TEXTE SOURCE
Les pouvoirs publics préparent les esprits à faire des économies d’énergie à partir de cet automne. Dès la fin juillet, le gouvernement avait demandé à tous les opérateurs de transports (tout comme aux entreprises d’autres secteurs) de travailler sur un plan de sobriété, afin de contribuer à une baisse de consommation d’énergie de 10 %, première étape avant une réduction de 40 % d’ici 2050.
« Le secteur des transports, c’est 30 % de la consommation d’énergie et 30 % des émissions de gaz à effet de serre. Donc il est clair qu’il y a une responsabilité particulière de ce secteur, mais ce dernier est aussi une partie importante de la solution »,a indiqué Clément Beaune, le ministre chargé des Transports en recevant le 6 septembre les propositions d’économies d’énergie des opérateurs de transport. « Nous avons commencé à lister les secteurs les plus avancés dans la maîtrise de la consommation d’énergie, de façon très concrète », a ajouté le ministre, qui cite « l’écoconduite ou l’écostationnement pour les transports publics – les trains en particulier – afin de réaliser des économies qui représentent entre 7 à 15 % de la consommation actuelle d’énergie ».
Ecoconduite…
L’enjeu est fort pour la SNCF, qui avec 10 % de la consommation industrielle nationale (soit entre 1 et 2 % de la consommation totale) est l’un des plus grands consommateurs d’électricité en France. D’une part avec ses 15 000 trains circulant par jour en France, dont 11 000 trains de voyageurs à 90 % en mode électrique, mais aussi dans ses nombreux locaux, qu’il s’agisse des technicentres ou des bureaux.
Au sujet de ses trains, la SNCF indique intensifier depuis plusieurs mois les actions pour économiser sa consommation d’énergie, notamment en développant l’écoconduite, qui devrait permettre de réduire jusqu’à 10 % la consommation d’énergie sur un train sans réduire sa vitesse moyenne. « L’écoconduite sur les trains, c’est quand vous pouvez adapter, sur un trajet donné, les moments où vous allez accélérer ou réduire un peu la vitesse, le tout en ayant la même vitesse moyenne. Il y a aujourd’hui des applications informatiques qui aident concrètement les conducteurs de trains, de TGV en particulier, à adapter la conduite en fonction des conditions météorologiques », décrit Clément Beaune. Cette démarche s’inscrit d’ailleurs dans une très longue tradition, les économies étant déjà encouragées du temps de la vapeur (la fameuse prime de charbon) ou à bord des tramways « à l’ancienne », dont l’agent de conduite était appelé « wattman » !
… et écostationnement
La SNCF cherche aussi à fournir des efforts de sobriété dans ses bâtiments industriels, dans ses bureaux et espaces tertiaires. Au sein de cette démarche, « l’écostationnement, c’est quand un train ou un bus est dans un centre de maintenance et que l’on fait attention à la consommation de chauffage ou d’électricité. Les entreprises comme la RATP ou la SNCF ou d’autres opérateurs de transport sont très innovants pour aboutir à des économies d’énergie », précise le ministre chargé des Transports.

ENTRÉES FOURNIES
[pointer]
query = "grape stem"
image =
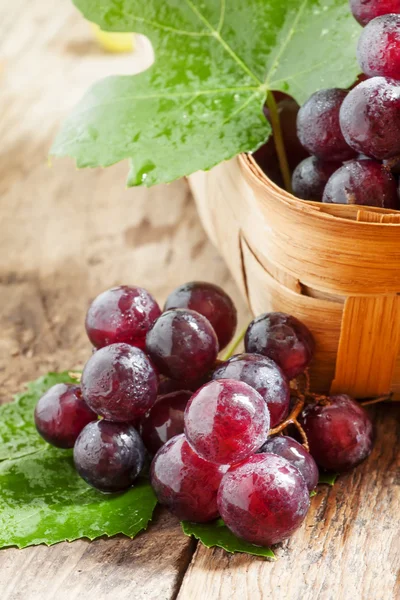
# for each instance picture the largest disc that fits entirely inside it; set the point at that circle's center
(231, 349)
(278, 141)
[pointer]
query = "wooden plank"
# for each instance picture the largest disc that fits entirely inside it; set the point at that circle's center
(348, 548)
(66, 236)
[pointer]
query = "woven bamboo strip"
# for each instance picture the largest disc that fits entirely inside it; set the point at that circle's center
(368, 324)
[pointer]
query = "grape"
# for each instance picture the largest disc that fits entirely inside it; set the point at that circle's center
(318, 126)
(119, 382)
(263, 500)
(370, 118)
(363, 182)
(121, 314)
(340, 434)
(282, 338)
(109, 456)
(266, 156)
(262, 374)
(185, 483)
(366, 10)
(378, 49)
(164, 420)
(310, 177)
(182, 344)
(226, 421)
(61, 414)
(210, 301)
(297, 455)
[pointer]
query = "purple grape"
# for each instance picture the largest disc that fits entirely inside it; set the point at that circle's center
(310, 177)
(226, 421)
(164, 420)
(61, 414)
(262, 374)
(182, 344)
(378, 49)
(340, 434)
(119, 383)
(263, 500)
(121, 314)
(364, 182)
(296, 454)
(366, 10)
(185, 483)
(282, 338)
(370, 118)
(318, 126)
(210, 301)
(109, 456)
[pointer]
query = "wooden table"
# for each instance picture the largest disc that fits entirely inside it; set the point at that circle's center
(67, 235)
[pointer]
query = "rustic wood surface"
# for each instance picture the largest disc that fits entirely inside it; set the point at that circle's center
(65, 236)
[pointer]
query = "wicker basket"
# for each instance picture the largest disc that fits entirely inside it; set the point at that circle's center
(335, 267)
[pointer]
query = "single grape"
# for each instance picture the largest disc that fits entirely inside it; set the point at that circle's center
(109, 456)
(61, 414)
(370, 118)
(310, 177)
(226, 421)
(366, 10)
(363, 182)
(282, 338)
(164, 420)
(378, 50)
(340, 434)
(119, 382)
(121, 314)
(318, 126)
(185, 483)
(262, 374)
(210, 301)
(264, 499)
(182, 344)
(297, 455)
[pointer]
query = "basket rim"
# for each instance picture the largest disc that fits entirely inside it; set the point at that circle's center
(254, 174)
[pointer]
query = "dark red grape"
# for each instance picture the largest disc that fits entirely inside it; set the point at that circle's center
(378, 49)
(164, 420)
(182, 344)
(370, 118)
(185, 483)
(263, 500)
(210, 301)
(266, 156)
(109, 456)
(262, 374)
(340, 434)
(119, 382)
(318, 126)
(282, 338)
(364, 182)
(226, 421)
(310, 177)
(297, 455)
(121, 314)
(366, 10)
(61, 414)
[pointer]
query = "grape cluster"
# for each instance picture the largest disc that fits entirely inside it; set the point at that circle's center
(154, 388)
(353, 136)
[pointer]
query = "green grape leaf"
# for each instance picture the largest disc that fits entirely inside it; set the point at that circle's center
(328, 478)
(43, 499)
(216, 533)
(201, 101)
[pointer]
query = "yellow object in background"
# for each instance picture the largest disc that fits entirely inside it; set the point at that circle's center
(112, 41)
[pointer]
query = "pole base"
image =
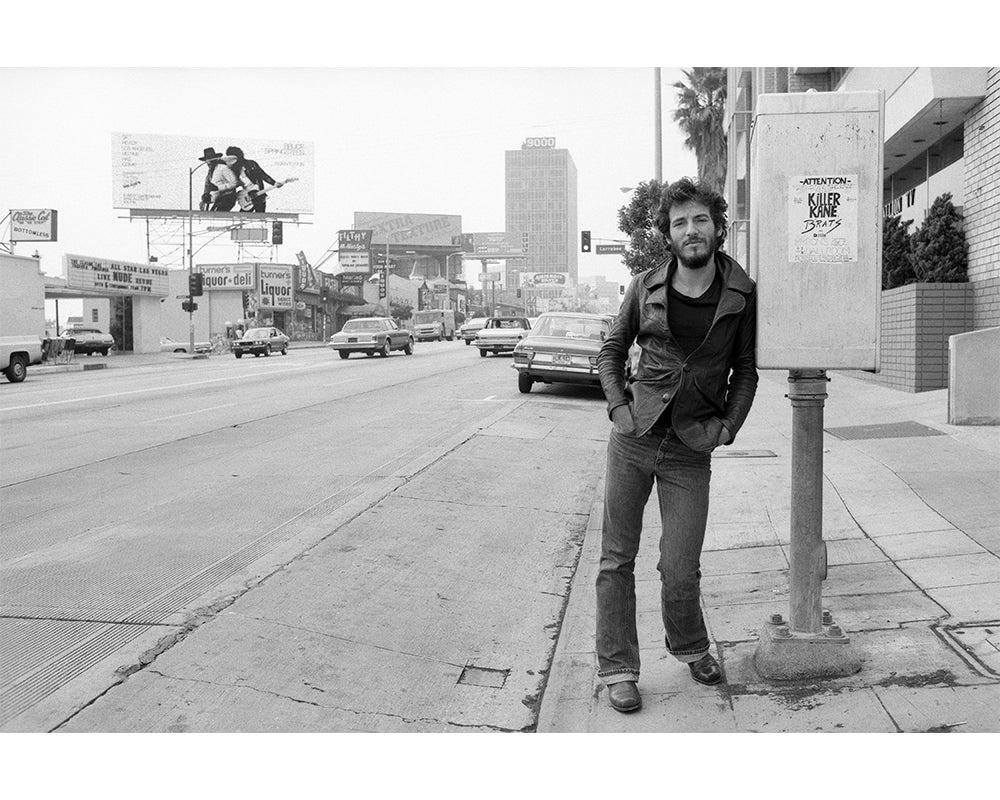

CONSIGNE
Reprenez le texte sur les économies d'énergie dans les transports et prolongez-le à la suite de sa dernière phrase.

RÉPONSE
Aux recettes bien connues depuis les crises des années 1970 en hiver (limiter le chauffage, fermer les portes, isoler les points d’échange thermiques…) se sont ajoutées les nouvelles solutions en matière de climatisation (puits canadien) sur les bâtiments récents ou d’éclairage (remplacements des ampoules ou des tubes fluorescents par des LED). C’est pourquoi le renouvellement du parc immobilier, en particulier pour ce qui est des nouveaux technicentres certifiés HQE (haute qualité environnementale) depuis une bonne quinzaine d’années, participe déjà largement à la baisse du bilan énergétique de la SNCF.
De fausses bonnes idées
En revanche, la diminution de la vitesse de circulation des trains serait une fausse bonne idée, juge la SNCF. « La réduction de la vitesse des trains désorganiserait tous les plans de transport et les correspondances pour les voyageurs sans être le plus efficace sur le plan énergétique », assure-t-elle. De fait, en dégradant la performance de ses trains, elle redonnerait un avantage compétitif à l’avion et à la voiture. Pas très malin dans une période où il faut soutenir les déplacements les moins carbonés…
Et encore moins malin serait de supprimer des circulations de trains, comme l’a affirmé Le Parisien. Dans son édition du 4 septembre, le quotidien a annoncé que la SNCF travaillait, à la demande de l’exécutif, sur un plan de transport dégradé en cas de sévères pénuries, « un scénario noir qui ne serait utilisé qu’en cas d’ultime recours ». Le gouvernement a aussitôt démenti l’information, expliquant avoir demandé à la SNCF de faire des économies, mais pas de se préparer à faire circuler moins de trains cet hiver en cas de pénurie d’électricité. « La sobriété, ce n’est pas moins de transport ou moins de mobilité », a souligné Clément Beaune, car « le transport, c’est aussi la solution à la transition écologique, en encourageant le report vers des modes qui peuvent être moins polluants. C’est là que se situe un très grand réservoir de réduction des gaz à effet de serre ».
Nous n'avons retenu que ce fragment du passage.